• **Work instructions**:
Copy out the whole publication summary on auditors and client investment efficiency word for word, from its first line to its last.

** Start of Source **

Publications

Auditors and Client Investment Efficiency: A Quasi‑replication and Further Insights from a Regulatory Change with Christopher Bleibtreu, Luciana Orozco and Zhenyang Shi

This study is a quasi-replication and extension of Bae et al. (2017), which examines the relationship between auditors’ characteristics and their audit clients’ investment efficiency. Whereas Bae et al. (2017) use U.S. public firm data, we draw a more general picture by using both public and private firm data from Norway. Overall, the results for Norwegian public and private firms are in line with those Bae et al. (2017) find for public U.S. firms. That is, audit clients invest more efficiently if their auditors have more knowledge and resources, measured by auditor market shares or whether a Big N audit firm performs the audit. Further, an auditor’s influence on its client’s investment efficiency is more pronounced when clients have a higher demand for information, proxied by client complexity. Finally, exploiting a regulatory change in 2011 that allowed small private Norwegian firms to opt out of previously mandatory auditing, we extend the study by Bae et al. (2017). We find that audits can increase investment efficiency for small private firms. Specifically, firms that dismiss their auditors tend to overinvest more than similar firms that are not eligible to opt out of auditing. Further, firms that voluntarily keep their auditor have an overall higher investment efficiency than similar firms that are not audited.

** End of Source **
** Start of Extracted records **

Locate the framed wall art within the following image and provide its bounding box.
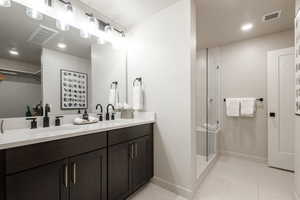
[60,69,88,110]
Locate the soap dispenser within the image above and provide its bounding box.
[26,117,37,129]
[82,109,89,121]
[55,116,64,126]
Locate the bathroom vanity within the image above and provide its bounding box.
[0,121,153,200]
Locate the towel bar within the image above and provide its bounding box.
[224,98,264,102]
[110,81,118,89]
[133,77,143,86]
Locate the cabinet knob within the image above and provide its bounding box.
[64,164,69,188]
[72,163,77,185]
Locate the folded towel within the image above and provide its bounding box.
[241,98,256,117]
[226,98,241,117]
[132,84,144,110]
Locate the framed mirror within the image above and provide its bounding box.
[0,2,126,118]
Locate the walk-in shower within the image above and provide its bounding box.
[196,48,221,177]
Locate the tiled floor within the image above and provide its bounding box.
[132,156,294,200]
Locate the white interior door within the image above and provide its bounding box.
[268,48,295,170]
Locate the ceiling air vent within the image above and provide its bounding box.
[263,10,281,22]
[27,25,58,45]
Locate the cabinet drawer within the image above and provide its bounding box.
[108,124,153,146]
[5,132,107,174]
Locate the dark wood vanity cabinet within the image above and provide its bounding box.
[6,160,68,200]
[108,126,153,200]
[69,149,107,200]
[0,124,153,200]
[6,149,107,200]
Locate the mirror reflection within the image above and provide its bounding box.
[0,2,126,118]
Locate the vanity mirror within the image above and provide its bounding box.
[0,1,126,118]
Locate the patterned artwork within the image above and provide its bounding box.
[295,13,300,116]
[60,69,88,110]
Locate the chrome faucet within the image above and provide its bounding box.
[105,104,115,121]
[0,119,4,134]
[96,104,103,122]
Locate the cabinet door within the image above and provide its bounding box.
[131,136,152,191]
[69,149,107,200]
[108,143,133,200]
[6,161,68,200]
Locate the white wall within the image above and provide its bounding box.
[295,0,300,200]
[128,0,195,194]
[0,58,42,118]
[91,44,127,111]
[220,30,294,160]
[42,48,92,114]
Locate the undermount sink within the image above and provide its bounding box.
[28,125,80,134]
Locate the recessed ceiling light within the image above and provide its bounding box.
[26,8,43,20]
[8,49,19,56]
[241,23,253,31]
[57,42,67,49]
[0,0,11,8]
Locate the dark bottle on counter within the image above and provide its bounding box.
[82,109,89,121]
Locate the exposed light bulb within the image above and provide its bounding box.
[80,29,91,39]
[87,14,99,34]
[45,0,52,7]
[56,2,74,31]
[26,8,43,20]
[0,0,11,8]
[8,48,19,56]
[97,37,106,45]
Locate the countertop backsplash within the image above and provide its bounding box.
[0,112,156,133]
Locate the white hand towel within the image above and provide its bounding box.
[132,85,144,110]
[108,88,117,105]
[241,98,256,117]
[226,98,241,117]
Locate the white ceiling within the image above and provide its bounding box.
[196,0,295,48]
[0,2,95,66]
[80,0,178,28]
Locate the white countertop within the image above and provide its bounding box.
[0,119,155,150]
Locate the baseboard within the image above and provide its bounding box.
[220,151,267,163]
[294,191,300,200]
[192,154,219,199]
[151,176,193,199]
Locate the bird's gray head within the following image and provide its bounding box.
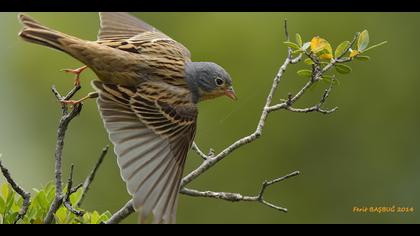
[185,62,236,102]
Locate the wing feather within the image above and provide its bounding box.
[93,81,197,223]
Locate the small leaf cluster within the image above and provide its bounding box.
[284,30,387,83]
[0,183,111,224]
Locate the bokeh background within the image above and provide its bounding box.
[0,13,420,223]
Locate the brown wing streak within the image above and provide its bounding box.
[97,31,191,61]
[130,82,197,142]
[93,81,197,223]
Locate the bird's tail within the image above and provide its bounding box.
[18,13,83,56]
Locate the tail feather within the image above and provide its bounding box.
[18,13,75,52]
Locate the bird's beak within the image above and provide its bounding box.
[225,87,238,101]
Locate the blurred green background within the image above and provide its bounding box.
[0,13,420,223]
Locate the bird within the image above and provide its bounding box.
[18,12,236,223]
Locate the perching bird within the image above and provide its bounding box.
[19,12,236,223]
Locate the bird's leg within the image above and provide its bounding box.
[61,66,87,86]
[61,92,99,106]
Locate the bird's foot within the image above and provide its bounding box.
[60,92,99,106]
[61,66,87,86]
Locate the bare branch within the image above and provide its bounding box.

** End of Extracted records **

• **Response to the task**:
Publications

Auditors and Client Investment Efficiency: A Quasi‑replication and Further Insights from a Regulatory Change with Christopher Bleibtreu, Luciana Orozco and Zhenyang Shi

This study is a quasi-replication and extension of Bae et al. (2017), which examines the relationship between auditors’ characteristics and their audit clients’ investment efficiency. Whereas Bae et al. (2017) use U.S. public firm data, we draw a more general picture by using both public and private firm data from Norway. Overall, the results for Norwegian public and private firms are in line with those Bae et al. (2017) find for public U.S. firms. That is, audit clients invest more efficiently if their auditors have more knowledge and resources, measured by auditor market shares or whether a Big N audit firm performs the audit. Further, an auditor’s influence on its client’s investment efficiency is more pronounced when clients have a higher demand for information, proxied by client complexity. Finally, exploiting a regulatory change in 2011 that allowed small private Norwegian firms to opt out of previously mandatory auditing, we extend the study by Bae et al. (2017). We find that audits can increase investment efficiency for small private firms. Specifically, firms that dismiss their auditors tend to overinvest more than similar firms that are not eligible to opt out of auditing. Further, firms that voluntarily keep their auditor have an overall higher investment efficiency than similar firms that are not audited.